▶ **本文**
::::::
自分で座ることも歩くこともできない息子。3歳で非常にめずらしい遺伝子の病気「ピットホプキンス症候群」と診断されて【体験談】
「ピットホプキンス症候群」という名前を知っていますか? 国内でも報告が少ない、非常にめずらしい遺伝子の病気です。
大阪府在住のKさんは、長男(5歳)、長女(2歳)、ママのMさんの4人家族。長男のTくんは3歳のときに、ピットホプキンス症候群と診断されました。
Kさんはピットホプキンス症候群の患者とその家族のためのコミュニティー「ピットホプキンス友の会」を設立。ピットホプキンス症候群の情報提供・情報交換の機会を設けるなど、少しでも研究が進んで、病気の改善につながるようにと活動しています。今回は、Tくんが生まれてからこれまでの育児生活をKさん夫婦に振り返ってもらいました。全2回のインタビューの前編です。
原因不明の発達の遅れ。3歳でようやく病名が判明
Tくんの妊娠経過は順調だったというママのMさん。ところが正期産(せいきさん)に入った妊娠39週のこと、突然自宅で破水。急いで自宅から5分の距離の病院にKさんの運転で向かいましたが、病院の駐車場に着いたところでお産が進んでしまったため、医師であるKさんが赤ちゃんを取り上げました。
「生まれたばかりの息子は真っ青で、心肺停止状態でした。すぐに心肺蘇生をしながら、救急外来へ。心臓マッサージや酸素吸入の処置で呼吸が再開したので、そのままNICU(新生児集中治療室)に入院することに。
1カ月ほどで退院できたものの、退院時はまだ呼吸が浅く、酸素飽和度も低かったため、自宅でも酸素吸入が必要でした。酸素ボンベを自宅に持ち帰って使用し、呼吸が安定してきた生後半年ころには、呼吸器をはずすことができました。
そのあとは問題なく生活をしていましたが、息子が成長するにつれて少しずつ気になることが出てきて…。たとえば生後4〜5カ月で寝がえりができたり、生後8カ月ころにハイハイができたりという一般的な発達過程が、息子はまったくなかったんです。
::::::
▶ **確認用データ**
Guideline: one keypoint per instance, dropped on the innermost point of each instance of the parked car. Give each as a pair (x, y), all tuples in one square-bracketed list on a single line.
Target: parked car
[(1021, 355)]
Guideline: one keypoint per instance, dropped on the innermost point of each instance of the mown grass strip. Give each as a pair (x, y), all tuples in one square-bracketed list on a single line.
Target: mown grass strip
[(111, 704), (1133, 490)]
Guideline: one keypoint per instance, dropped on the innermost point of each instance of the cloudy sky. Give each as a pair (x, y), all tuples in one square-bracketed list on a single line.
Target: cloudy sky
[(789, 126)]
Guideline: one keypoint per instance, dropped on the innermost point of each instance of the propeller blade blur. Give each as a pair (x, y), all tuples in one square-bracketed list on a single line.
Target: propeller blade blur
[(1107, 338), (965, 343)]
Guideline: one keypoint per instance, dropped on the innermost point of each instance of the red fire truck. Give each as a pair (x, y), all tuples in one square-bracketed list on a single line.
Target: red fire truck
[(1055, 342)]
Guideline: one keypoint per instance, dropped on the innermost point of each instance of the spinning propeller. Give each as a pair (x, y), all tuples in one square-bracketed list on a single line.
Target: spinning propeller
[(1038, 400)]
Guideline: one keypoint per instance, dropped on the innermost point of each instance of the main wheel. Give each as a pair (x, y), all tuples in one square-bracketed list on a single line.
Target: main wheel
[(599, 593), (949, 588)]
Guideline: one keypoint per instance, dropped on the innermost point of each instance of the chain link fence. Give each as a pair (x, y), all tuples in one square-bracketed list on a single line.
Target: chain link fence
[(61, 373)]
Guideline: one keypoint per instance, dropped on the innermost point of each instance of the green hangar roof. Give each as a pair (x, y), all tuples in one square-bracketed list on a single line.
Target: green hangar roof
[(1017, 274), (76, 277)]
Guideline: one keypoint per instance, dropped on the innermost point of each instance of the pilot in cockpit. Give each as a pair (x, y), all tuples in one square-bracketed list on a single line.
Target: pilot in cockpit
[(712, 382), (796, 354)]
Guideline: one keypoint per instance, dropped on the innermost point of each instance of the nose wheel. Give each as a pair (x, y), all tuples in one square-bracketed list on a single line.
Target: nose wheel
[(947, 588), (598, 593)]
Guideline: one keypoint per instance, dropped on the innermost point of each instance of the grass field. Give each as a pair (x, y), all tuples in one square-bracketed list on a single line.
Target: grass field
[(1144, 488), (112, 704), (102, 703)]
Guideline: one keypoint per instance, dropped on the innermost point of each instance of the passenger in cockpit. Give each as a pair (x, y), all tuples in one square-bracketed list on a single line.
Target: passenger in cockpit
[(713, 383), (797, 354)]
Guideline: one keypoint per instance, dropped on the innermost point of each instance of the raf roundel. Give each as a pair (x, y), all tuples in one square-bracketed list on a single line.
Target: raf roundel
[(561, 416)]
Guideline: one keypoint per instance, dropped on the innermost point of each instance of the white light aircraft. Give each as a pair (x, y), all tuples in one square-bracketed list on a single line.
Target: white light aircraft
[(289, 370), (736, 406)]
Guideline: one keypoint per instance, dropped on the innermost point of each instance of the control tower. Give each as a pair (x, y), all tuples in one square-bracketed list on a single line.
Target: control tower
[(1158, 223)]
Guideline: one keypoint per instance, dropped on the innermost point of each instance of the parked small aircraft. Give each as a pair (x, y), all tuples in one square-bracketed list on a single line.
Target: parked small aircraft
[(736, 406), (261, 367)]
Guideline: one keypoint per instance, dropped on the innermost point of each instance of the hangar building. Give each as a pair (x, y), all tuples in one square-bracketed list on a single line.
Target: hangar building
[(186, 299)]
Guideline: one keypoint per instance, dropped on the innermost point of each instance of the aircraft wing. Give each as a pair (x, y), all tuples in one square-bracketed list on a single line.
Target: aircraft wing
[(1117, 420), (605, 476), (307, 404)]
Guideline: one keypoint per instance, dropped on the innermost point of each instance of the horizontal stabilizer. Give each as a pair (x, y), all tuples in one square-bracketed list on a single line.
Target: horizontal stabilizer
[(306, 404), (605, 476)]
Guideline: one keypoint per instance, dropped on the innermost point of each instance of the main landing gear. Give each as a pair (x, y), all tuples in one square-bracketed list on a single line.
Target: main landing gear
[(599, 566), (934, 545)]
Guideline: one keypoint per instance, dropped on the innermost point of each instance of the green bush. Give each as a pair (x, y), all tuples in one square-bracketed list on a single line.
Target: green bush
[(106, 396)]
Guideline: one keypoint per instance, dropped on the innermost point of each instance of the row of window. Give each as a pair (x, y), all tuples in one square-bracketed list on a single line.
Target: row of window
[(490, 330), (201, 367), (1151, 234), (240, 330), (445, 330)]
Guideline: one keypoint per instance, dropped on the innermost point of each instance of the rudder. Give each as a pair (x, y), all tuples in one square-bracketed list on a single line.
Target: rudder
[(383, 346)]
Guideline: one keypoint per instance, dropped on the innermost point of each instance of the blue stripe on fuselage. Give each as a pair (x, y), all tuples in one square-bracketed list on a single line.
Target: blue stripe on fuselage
::::::
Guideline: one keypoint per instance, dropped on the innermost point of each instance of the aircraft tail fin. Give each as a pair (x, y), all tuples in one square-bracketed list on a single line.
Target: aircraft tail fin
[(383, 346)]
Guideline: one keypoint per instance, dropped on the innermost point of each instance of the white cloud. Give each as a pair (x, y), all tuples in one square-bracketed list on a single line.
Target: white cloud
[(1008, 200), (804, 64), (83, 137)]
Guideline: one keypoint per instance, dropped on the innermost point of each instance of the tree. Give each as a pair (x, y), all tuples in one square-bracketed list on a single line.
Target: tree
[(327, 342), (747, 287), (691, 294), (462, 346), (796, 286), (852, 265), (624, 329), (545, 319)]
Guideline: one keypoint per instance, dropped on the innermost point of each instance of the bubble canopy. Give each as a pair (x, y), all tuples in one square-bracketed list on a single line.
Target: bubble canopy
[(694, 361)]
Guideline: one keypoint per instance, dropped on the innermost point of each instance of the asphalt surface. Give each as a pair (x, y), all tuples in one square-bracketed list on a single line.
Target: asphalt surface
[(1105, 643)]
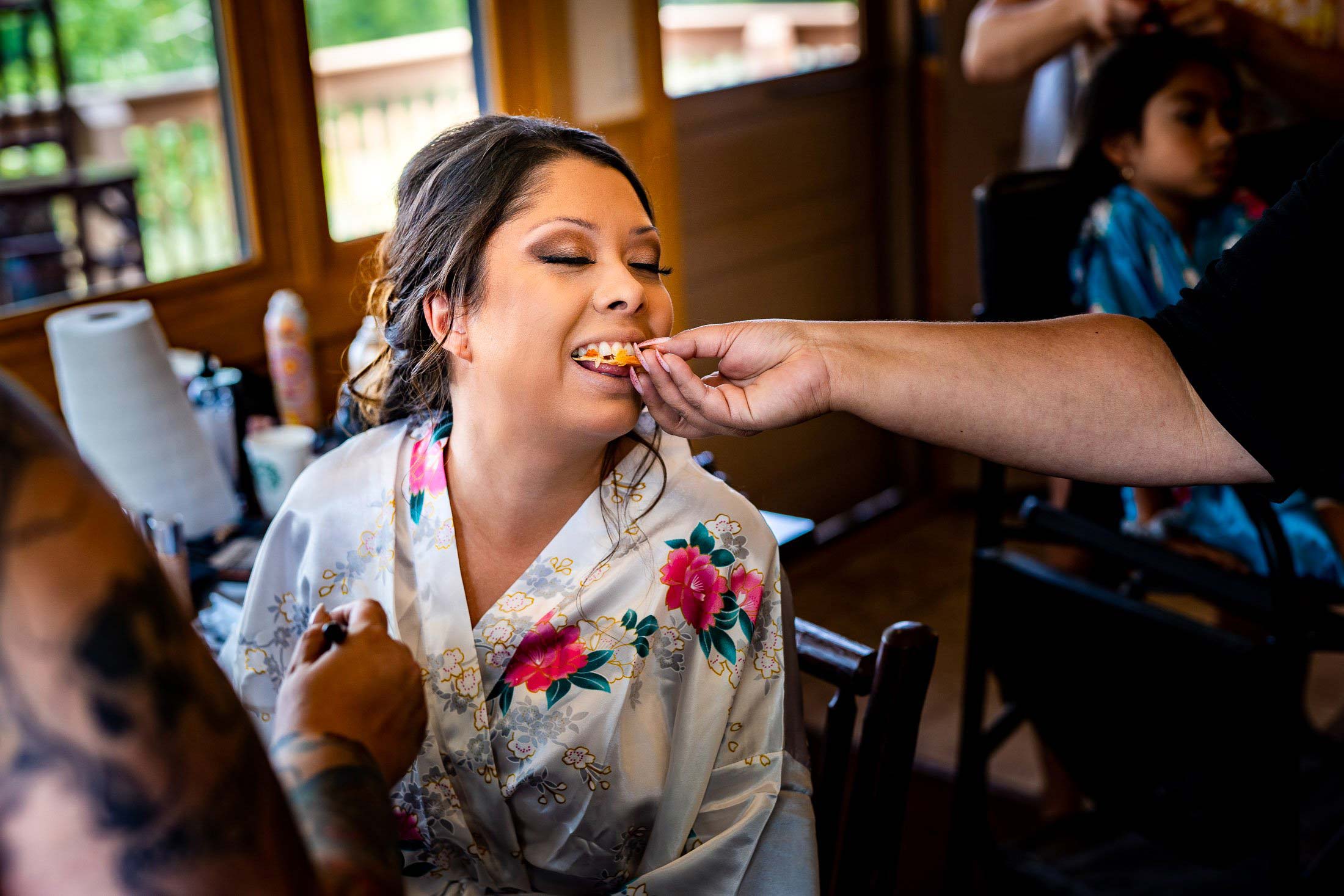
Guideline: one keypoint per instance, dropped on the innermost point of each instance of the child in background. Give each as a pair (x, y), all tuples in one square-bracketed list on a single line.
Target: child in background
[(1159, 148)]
::::::
▶ **作業依頼**
ピットホプキンス症候群の体験談について、次の記述1.〜3.が本文の内容と一致するかを「はい」か「いいえ」で判定し、判定の根拠となる本文の語句を原文のまま引用せよ。
1. Tくんがピットホプキンス症候群と診断されたのは3歳のときである。
2. Tくんは病院の分娩室で生まれた。
3. NICUを退院した時点で、自宅での酸素吸入は不要だった。

▶ **解答**
1. はい。「長男のTくんは3歳のときに、ピットホプキンス症候群と診断されました。」
2. いいえ。「病院の駐車場に着いたところでお産が進んでしまったため、医師であるKさんが赤ちゃんを取り上げました。」
3. いいえ。「退院時はまだ呼吸が浅く、酸素飽和度も低かったため、自宅でも酸素吸入が必要でした。」